The request
Copy the rows below without any change, starting at the line containing "-- sample [46,50]." and continuing to the end of the rows.
>> begin
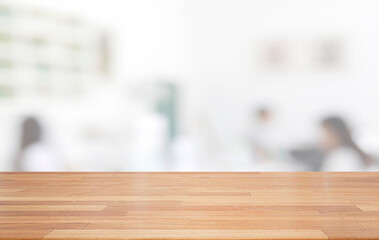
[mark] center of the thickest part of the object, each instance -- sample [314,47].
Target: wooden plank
[187,234]
[189,206]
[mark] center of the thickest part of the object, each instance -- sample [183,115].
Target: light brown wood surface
[189,206]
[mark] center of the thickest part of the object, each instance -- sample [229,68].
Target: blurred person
[342,153]
[34,153]
[264,141]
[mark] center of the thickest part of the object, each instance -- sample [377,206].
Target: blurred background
[189,85]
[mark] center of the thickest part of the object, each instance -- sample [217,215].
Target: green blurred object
[167,106]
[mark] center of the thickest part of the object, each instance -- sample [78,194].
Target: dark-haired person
[343,154]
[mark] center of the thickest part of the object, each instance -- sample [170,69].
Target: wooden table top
[189,206]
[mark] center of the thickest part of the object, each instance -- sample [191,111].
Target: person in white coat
[342,153]
[34,153]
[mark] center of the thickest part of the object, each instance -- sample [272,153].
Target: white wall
[209,48]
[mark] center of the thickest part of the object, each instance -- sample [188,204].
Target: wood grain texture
[189,206]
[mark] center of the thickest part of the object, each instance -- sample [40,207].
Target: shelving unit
[46,54]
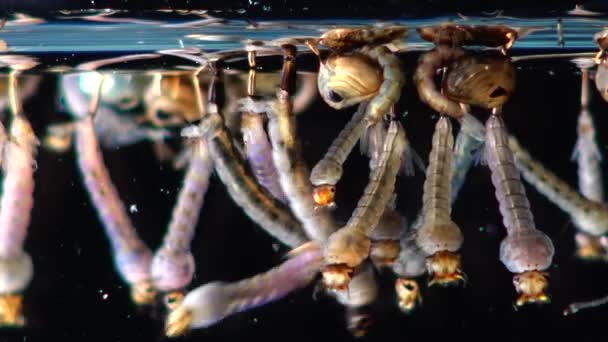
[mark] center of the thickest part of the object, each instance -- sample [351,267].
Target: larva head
[358,322]
[408,294]
[531,286]
[336,277]
[486,82]
[178,322]
[323,195]
[345,80]
[173,299]
[444,268]
[143,293]
[384,252]
[10,310]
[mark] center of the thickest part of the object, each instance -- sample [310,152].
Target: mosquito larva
[173,264]
[410,264]
[586,151]
[438,236]
[257,146]
[131,255]
[214,301]
[292,170]
[255,201]
[525,251]
[372,74]
[452,34]
[350,245]
[362,292]
[467,148]
[590,217]
[18,166]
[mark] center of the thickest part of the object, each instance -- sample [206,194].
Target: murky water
[77,293]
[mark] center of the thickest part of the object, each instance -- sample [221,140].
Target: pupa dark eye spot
[333,96]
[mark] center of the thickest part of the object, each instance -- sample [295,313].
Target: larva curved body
[484,81]
[424,78]
[131,256]
[214,301]
[468,144]
[350,38]
[16,267]
[350,245]
[525,251]
[257,203]
[588,216]
[292,170]
[259,153]
[173,264]
[485,35]
[339,91]
[438,236]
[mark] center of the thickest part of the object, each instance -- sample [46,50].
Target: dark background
[73,267]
>> end
Finished exercise
[mark] center of the thickest part of the object, each instance -- sample [46,50].
Target: dark background
[73,267]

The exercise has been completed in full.